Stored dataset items
[Begin]
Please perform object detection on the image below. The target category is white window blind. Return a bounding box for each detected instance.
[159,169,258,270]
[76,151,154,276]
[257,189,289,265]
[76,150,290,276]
[End]
> _Exercise objective_:
Retype the entries one by one, exactly.

> _Solution to this exercise_:
Please perform object detection on the image below. The target category is white window blind. Return a bounding box for each detected instance.
[159,169,258,270]
[76,151,154,276]
[257,189,289,265]
[76,150,290,276]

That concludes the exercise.